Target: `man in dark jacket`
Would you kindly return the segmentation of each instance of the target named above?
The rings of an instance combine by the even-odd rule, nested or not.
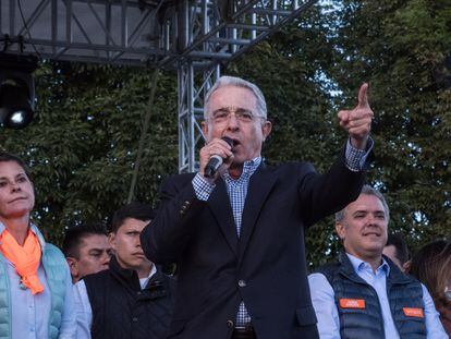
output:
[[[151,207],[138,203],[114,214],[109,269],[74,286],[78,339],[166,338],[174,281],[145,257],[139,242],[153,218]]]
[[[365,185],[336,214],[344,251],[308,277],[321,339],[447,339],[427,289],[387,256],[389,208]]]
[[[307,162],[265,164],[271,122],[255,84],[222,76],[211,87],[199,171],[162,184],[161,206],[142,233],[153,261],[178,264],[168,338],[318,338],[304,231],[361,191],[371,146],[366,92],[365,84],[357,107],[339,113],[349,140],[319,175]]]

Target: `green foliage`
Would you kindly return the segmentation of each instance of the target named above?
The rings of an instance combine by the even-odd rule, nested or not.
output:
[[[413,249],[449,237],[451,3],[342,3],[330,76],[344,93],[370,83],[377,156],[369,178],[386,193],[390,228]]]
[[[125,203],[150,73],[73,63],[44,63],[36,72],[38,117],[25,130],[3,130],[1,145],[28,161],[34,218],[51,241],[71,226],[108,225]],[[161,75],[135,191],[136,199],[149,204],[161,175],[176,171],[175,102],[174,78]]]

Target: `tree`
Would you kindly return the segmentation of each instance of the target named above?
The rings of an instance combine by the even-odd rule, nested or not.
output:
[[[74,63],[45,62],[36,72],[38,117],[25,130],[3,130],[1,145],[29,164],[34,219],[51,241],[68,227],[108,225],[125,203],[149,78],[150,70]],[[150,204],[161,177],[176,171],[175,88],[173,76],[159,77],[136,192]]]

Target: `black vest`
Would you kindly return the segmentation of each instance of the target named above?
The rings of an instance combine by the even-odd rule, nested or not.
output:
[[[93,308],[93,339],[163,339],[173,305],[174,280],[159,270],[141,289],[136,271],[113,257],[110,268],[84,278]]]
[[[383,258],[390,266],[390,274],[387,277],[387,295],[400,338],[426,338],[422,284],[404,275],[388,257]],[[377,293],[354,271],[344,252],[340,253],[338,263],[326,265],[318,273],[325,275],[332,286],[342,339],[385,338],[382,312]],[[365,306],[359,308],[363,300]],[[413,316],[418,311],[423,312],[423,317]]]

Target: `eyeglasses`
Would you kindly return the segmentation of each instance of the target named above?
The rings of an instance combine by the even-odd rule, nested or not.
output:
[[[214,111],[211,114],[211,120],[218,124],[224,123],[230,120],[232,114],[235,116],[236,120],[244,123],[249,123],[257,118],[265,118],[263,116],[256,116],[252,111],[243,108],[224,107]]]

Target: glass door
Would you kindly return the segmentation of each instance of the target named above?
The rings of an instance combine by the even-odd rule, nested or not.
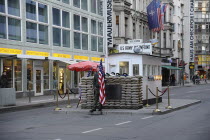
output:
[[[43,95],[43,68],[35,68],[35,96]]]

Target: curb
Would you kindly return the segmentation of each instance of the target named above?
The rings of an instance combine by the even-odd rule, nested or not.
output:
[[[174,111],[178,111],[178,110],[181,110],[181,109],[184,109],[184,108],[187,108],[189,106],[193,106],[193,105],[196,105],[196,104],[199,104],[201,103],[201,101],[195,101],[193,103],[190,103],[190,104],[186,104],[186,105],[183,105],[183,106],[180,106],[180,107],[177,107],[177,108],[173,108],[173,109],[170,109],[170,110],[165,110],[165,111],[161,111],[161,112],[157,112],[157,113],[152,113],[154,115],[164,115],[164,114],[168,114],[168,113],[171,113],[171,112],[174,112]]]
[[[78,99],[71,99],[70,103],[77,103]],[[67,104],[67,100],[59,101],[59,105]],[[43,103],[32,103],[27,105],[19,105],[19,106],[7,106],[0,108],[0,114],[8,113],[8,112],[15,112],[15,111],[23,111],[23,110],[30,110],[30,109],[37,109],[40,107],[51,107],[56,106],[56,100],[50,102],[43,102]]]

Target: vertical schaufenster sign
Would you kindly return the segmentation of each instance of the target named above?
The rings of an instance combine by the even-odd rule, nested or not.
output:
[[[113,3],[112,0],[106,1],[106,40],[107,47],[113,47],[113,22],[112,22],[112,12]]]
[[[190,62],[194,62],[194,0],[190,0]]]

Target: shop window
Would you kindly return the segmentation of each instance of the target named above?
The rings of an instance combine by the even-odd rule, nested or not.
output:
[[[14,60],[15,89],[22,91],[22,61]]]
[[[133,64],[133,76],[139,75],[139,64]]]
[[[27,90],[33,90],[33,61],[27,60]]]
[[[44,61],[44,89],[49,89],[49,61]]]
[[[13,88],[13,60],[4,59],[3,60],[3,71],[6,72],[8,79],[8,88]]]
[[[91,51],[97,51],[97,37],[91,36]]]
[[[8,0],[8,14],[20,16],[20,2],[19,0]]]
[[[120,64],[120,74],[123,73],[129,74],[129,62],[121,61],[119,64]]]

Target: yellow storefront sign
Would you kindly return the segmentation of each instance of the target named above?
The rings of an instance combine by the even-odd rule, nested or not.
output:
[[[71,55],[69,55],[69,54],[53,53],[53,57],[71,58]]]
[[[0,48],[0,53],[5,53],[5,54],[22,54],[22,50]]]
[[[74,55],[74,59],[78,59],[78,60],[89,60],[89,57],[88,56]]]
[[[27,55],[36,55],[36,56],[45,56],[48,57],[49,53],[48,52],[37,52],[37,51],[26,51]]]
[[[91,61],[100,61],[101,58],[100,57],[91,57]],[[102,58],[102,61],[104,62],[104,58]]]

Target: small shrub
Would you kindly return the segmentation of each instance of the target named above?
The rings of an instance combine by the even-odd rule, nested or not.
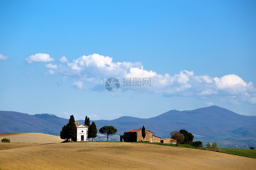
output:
------------------------------------------------------------------------
• **WORK TO DO**
Render all of the material above as a numbered list of its lines, omitting blank lines and leaving the pictures out.

• **CORRECT RESPONSE**
1. Target: `man in dark jacket`
2. Would you kindly return the segmentation of each instance of the target named above?
3. The rings of an instance combine by the even-odd rule, nested or not.
4. output:
5. [[[151,207],[138,203],[114,214],[109,269],[74,286],[78,339],[166,338],[174,281],[145,257],[139,242],[153,218]]]
6. [[[365,185],[336,214],[344,251],[308,277],[321,339],[447,339],[427,289],[387,256],[389,208]]]
7. [[[307,162],[265,164],[271,122],[255,84],[222,76],[211,87],[199,171],[162,184],[161,206],[142,233],[153,261],[178,264],[168,338],[318,338],[304,231],[361,191],[371,146],[366,92],[365,84],[357,107],[339,113],[349,140],[319,175]]]
8. Target: `green foliage`
9. Would you kindly return the segmentation of each instance of the target named above?
10. The rings of an instance combine by the even-odd rule, nested or not.
11. output:
12. [[[413,249],[449,237],[451,3],[342,3],[330,76],[344,93],[370,83],[377,156],[369,178],[386,193],[390,228]]]
13. [[[125,203],[150,73],[73,63],[44,63],[36,72],[38,117],[25,130],[3,130],[1,145],[28,161],[34,218],[51,241],[71,226],[108,225]],[[161,75],[135,191],[136,199],[149,204],[161,175],[176,171],[175,102],[174,78]]]
14. Target: `tree`
15. Would you kindly return the segmentation of each instance of the target named above?
16. The rings of an instance combine by the even-odd rule, nested or not.
17. output:
18. [[[74,63],[45,62],[36,72],[38,117],[25,130],[3,130],[1,145],[29,164],[34,219],[51,241],[68,227],[108,225],[125,203],[149,78],[150,70]],[[150,204],[161,177],[176,171],[175,88],[173,76],[159,77],[136,192]]]
19. Target: `black vest`
20. Would you kindly return the segmentation of each instance of the target named above?
21. The rings of an instance combine by the even-odd rule, nested or not.
22. output:
23. [[[93,308],[93,339],[163,339],[173,305],[174,280],[159,270],[141,289],[136,271],[113,257],[110,268],[84,278]]]
24. [[[383,258],[390,266],[390,274],[387,277],[387,295],[400,338],[426,338],[422,284],[404,275],[388,257]],[[377,293],[354,271],[344,252],[340,253],[338,263],[326,265],[318,273],[325,275],[332,286],[342,339],[385,338],[382,312]],[[365,306],[359,308],[363,300]],[[413,316],[418,311],[423,312],[423,317]]]
25. Target: `eyeglasses`
26. Would you kindly return the segmentation of each instance of the target named above?
27. The rings of an instance combine by the even-odd rule, nested or not.
28. output:
29. [[[214,111],[211,114],[211,120],[218,124],[224,123],[230,120],[232,114],[235,116],[236,120],[244,123],[249,123],[257,118],[265,118],[263,116],[256,116],[252,111],[243,108],[224,107]]]
30. Target: glass door
31. Would you kindly return the segmentation of each instance of the target named above?
32. The rings of an instance combine by the even-odd rule, nested or not.
33. output:
34. [[[43,95],[43,68],[35,68],[35,96]]]
35. Target: curb
36. Would you kindly return the segmentation of each instance of the target named above?
37. The rings of an instance combine by the even-odd rule, nested or not.
38. output:
39. [[[174,111],[178,111],[178,110],[181,110],[181,109],[184,109],[184,108],[187,108],[189,106],[193,106],[193,105],[196,105],[196,104],[199,104],[201,103],[201,101],[195,101],[193,103],[190,103],[190,104],[186,104],[186,105],[183,105],[183,106],[180,106],[180,107],[177,107],[177,108],[173,108],[173,109],[170,109],[170,110],[165,110],[165,111],[161,111],[161,112],[157,112],[157,113],[152,113],[154,115],[164,115],[164,114],[168,114],[168,113],[171,113],[171,112],[174,112]]]
40. [[[78,99],[71,99],[70,103],[77,103]],[[67,104],[67,100],[59,101],[59,105]],[[43,103],[32,103],[27,105],[19,105],[19,106],[7,106],[0,108],[0,114],[8,113],[8,112],[15,112],[15,111],[23,111],[23,110],[30,110],[30,109],[37,109],[40,107],[51,107],[56,106],[56,100],[50,102],[43,102]]]
41. Target: vertical schaufenster sign
42. Would you kindly return the segmentation of each instance of the target named above?
43. The rings of an instance combine by the even-odd rule, nested or not.
44. output:
45. [[[113,3],[112,0],[106,1],[106,40],[107,47],[113,47],[113,22],[112,22],[112,12]]]
46. [[[190,62],[194,62],[194,0],[190,0]]]
47. Target: shop window
48. Would you kindly return the segmentation of each instance of the target named above?
49. The rings of an instance combine by the even-odd rule, nested or not.
50. output:
51. [[[14,60],[15,89],[22,91],[22,61]]]
52. [[[133,64],[133,76],[139,75],[139,64]]]
53. [[[27,90],[33,90],[33,61],[27,60]]]
54. [[[44,61],[44,89],[49,89],[49,61]]]
55. [[[13,88],[13,60],[4,59],[3,60],[3,71],[6,72],[8,79],[8,88]]]
56. [[[91,51],[97,51],[97,37],[91,36]]]
57. [[[8,0],[8,14],[20,16],[20,2],[19,0]]]
58. [[[120,64],[120,74],[123,73],[129,74],[129,62],[121,61],[119,64]]]
59. Target: yellow storefront sign
60. Would you kindly return the segmentation of each instance of the target named above?
61. The rings of an instance combine by the even-odd rule, nested or not.
62. output:
63. [[[71,55],[69,55],[69,54],[53,53],[53,57],[71,58]]]
64. [[[0,48],[0,53],[5,53],[5,54],[22,54],[22,50]]]
65. [[[74,55],[74,59],[78,59],[78,60],[89,60],[89,57],[88,56]]]
66. [[[27,55],[36,55],[36,56],[45,56],[48,57],[49,53],[48,52],[37,52],[37,51],[26,51]]]
67. [[[91,61],[100,61],[101,58],[100,57],[91,57]],[[102,58],[102,61],[104,62],[104,58]]]
68. Target: small shrub
69. Would you kindly return the segmentation of each instance of the target named above?
70. The rings of an instance combine by the even-odd rule, nested or not.
71. output:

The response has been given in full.